== Task requirements ==
[1] Please copy the stratosphere discussion from "Of course when" to "you are correct!" word for word.
[2] In the stratosphere discussion, what percentage of the time does Tomcat claim the stratosphere is warming?
[3] Write a continuation of the stratosphere discussion that picks up after its final sentence.

Of course when you can't explain something scientifically, an obvious tactic is to try and change the subject. Mr. Jello says 'um...um......look, a shiny quarter!'.
2007-09-20
07:21:08 ·
update #1
Whoops, re-reading Anders' answer more carefully, that's exactly what he said I was saying. Anders, you are correct!
2007-09-20
07:22:34 ·
update #2
Tomcat - you skirted the question quite nicely. 'It's not cooling (except when it's cooling)', you say.
Very well, then I'll reword the question. Why isn't the stratosphere warming? Even after the volcanic eruptions, the temperature remains fairly constant at a lower temperature. Why isn't the Sun warming the stratosphere? Does the solar radiation magically slip through the stratosphere to the troposphere and surface?
2007-09-20
08:36:36 ·
update #3
Tomcat again - you claim that the stratosphere is warming for 55% of the time, but that warming is so extremely minute, especially when considering both the obvious overall cooling trend and the much more significant warming trend of the stratosphere and surface.
Again I repeat, if global warming were due to the Sun, then why isn't the stratosphere warming at least as much as the lower atmosphere, if not more?
2007-09-20
09:06:22 ·
update #4
Tomcat - I think you're proving my point. No there hasn't been much of a TSI increase, which is why the stratosphere hasn't warmed significantly. However, the troposphere and surface HAVE warmed considerably over that period. How can you possibly argue that this warming is due to the Sun while both the TSI variation and stratosphere warming have been negligible?

== Material provided ==

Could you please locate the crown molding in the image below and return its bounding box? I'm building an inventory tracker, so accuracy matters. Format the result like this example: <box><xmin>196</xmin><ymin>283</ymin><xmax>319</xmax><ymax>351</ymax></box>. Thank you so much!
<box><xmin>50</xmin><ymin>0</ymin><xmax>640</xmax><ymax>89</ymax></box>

== Exercise responses ==
[1]
Of course when you can't explain something scientifically, an obvious tactic is to try and change the subject. Mr. Jello says 'um...um......look, a shiny quarter!'.
2007-09-20
07:21:08 ·
update #1
Whoops, re-reading Anders' answer more carefully, that's exactly what he said I was saying. Anders, you are correct!

[2] 55% of the time.

[3]
2007-09-20
09:43:11 ·
update #5
I agree the stratosphere cooling is not the smoking gun, it's simply the final nail in the SGW gun. There's also the fact that TSI decreased while global warming accelerated, the fact that global warming effects are greater in the winter and at night, and the various other solar factors studied by Lockwood et al.
2007-09-20
10:42:26 ·
update #6
make that final nail in the coffin, not gun.
2007-09-20
10:42:48 ·
update #7
Compensatory cooling, ozone interaction, formation processes and depletion, decline in solar irradiance.
In short, it's happening and is what we would expect to happen at this point in time.
"Can those who believe the Sun is responsible explain why the lower atmosphere and surface are warming, while the upper atmosphere is cooling?" - no they can't, as is testified to from the answer you've already recieved from a certain person who makes this claim and has failed to address your question.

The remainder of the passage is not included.